### Job
Extract each line of the records that contains the string "face". Case counts, so only lines with that same capitalization qualify.

(Image location labeling entries)
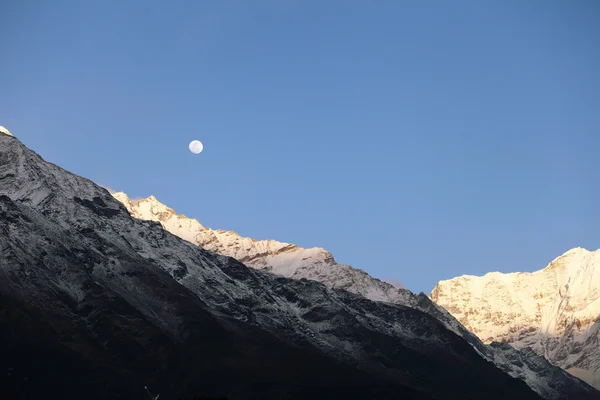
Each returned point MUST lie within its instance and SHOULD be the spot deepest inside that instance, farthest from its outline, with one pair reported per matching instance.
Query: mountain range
(97, 302)
(554, 311)
(317, 264)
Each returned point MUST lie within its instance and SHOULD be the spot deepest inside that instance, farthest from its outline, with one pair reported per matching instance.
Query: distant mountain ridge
(96, 304)
(317, 264)
(554, 311)
(283, 259)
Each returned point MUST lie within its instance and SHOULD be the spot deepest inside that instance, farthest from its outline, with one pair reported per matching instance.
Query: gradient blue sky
(415, 140)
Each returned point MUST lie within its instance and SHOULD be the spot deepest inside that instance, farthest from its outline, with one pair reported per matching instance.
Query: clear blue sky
(416, 140)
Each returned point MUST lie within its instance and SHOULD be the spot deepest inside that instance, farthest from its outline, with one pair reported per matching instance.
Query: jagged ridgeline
(97, 304)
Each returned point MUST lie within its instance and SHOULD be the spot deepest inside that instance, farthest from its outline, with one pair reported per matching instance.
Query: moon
(196, 146)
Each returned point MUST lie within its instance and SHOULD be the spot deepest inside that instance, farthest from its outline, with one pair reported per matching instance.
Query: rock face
(95, 304)
(283, 259)
(316, 264)
(5, 131)
(554, 311)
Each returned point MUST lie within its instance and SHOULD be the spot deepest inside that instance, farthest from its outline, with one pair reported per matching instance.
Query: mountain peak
(5, 131)
(555, 310)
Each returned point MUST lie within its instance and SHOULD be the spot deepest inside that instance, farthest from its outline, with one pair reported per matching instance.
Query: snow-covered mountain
(96, 304)
(283, 259)
(554, 311)
(317, 264)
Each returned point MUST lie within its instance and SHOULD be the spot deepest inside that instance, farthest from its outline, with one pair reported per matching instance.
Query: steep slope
(317, 264)
(283, 259)
(555, 311)
(97, 304)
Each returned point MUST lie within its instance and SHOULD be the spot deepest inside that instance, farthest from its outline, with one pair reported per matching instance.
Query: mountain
(95, 304)
(554, 311)
(316, 264)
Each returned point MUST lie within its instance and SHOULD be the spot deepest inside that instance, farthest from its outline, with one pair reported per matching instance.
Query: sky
(418, 141)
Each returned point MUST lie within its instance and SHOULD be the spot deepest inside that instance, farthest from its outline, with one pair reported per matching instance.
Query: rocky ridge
(319, 265)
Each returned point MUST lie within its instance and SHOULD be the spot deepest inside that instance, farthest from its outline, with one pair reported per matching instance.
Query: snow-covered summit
(5, 131)
(555, 311)
(280, 258)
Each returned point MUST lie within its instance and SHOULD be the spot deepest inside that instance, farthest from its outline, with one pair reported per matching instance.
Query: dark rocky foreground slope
(95, 304)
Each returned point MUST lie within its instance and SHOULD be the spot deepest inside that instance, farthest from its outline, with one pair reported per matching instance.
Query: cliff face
(555, 311)
(288, 260)
(95, 304)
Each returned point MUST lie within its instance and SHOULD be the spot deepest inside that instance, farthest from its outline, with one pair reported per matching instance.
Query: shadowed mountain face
(316, 264)
(95, 304)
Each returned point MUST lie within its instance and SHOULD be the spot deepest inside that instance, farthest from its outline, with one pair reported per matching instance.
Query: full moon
(196, 146)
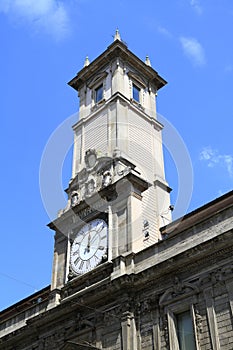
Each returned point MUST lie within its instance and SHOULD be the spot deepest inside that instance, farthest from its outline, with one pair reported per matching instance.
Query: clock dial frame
(89, 246)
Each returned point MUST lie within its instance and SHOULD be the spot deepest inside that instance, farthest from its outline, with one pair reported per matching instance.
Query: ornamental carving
(178, 290)
(98, 173)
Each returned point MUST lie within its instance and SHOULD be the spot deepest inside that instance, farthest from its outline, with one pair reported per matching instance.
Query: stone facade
(152, 280)
(132, 301)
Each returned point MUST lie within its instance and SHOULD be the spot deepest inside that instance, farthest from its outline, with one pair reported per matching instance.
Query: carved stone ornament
(90, 188)
(107, 178)
(82, 176)
(74, 198)
(90, 158)
(179, 289)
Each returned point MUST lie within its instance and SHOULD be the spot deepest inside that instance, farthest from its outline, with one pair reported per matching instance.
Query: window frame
(135, 87)
(99, 87)
(172, 312)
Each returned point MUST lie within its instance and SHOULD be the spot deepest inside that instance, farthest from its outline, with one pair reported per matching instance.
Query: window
(185, 331)
(136, 93)
(99, 93)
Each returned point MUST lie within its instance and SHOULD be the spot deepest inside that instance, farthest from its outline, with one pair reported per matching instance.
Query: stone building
(122, 280)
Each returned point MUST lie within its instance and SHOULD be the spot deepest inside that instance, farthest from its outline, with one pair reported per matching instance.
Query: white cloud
(196, 6)
(49, 16)
(213, 158)
(164, 31)
(193, 50)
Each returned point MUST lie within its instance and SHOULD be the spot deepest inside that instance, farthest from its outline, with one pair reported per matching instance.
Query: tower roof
(117, 49)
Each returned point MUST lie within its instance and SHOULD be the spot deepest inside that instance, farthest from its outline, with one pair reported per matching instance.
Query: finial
(87, 62)
(147, 61)
(117, 35)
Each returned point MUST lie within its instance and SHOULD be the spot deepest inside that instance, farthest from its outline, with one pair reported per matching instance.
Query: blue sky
(44, 44)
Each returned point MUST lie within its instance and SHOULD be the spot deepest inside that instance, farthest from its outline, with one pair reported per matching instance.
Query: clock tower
(118, 197)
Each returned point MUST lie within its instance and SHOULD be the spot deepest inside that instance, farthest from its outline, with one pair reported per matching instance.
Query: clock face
(89, 246)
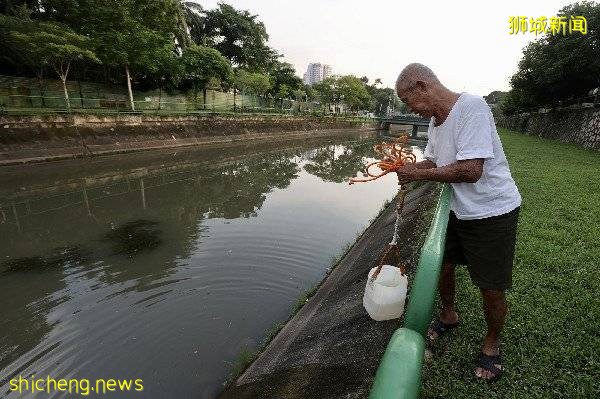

### Written response
Query: rock face
Query: cliff face
Query: shadowed mountain face
Query: clock face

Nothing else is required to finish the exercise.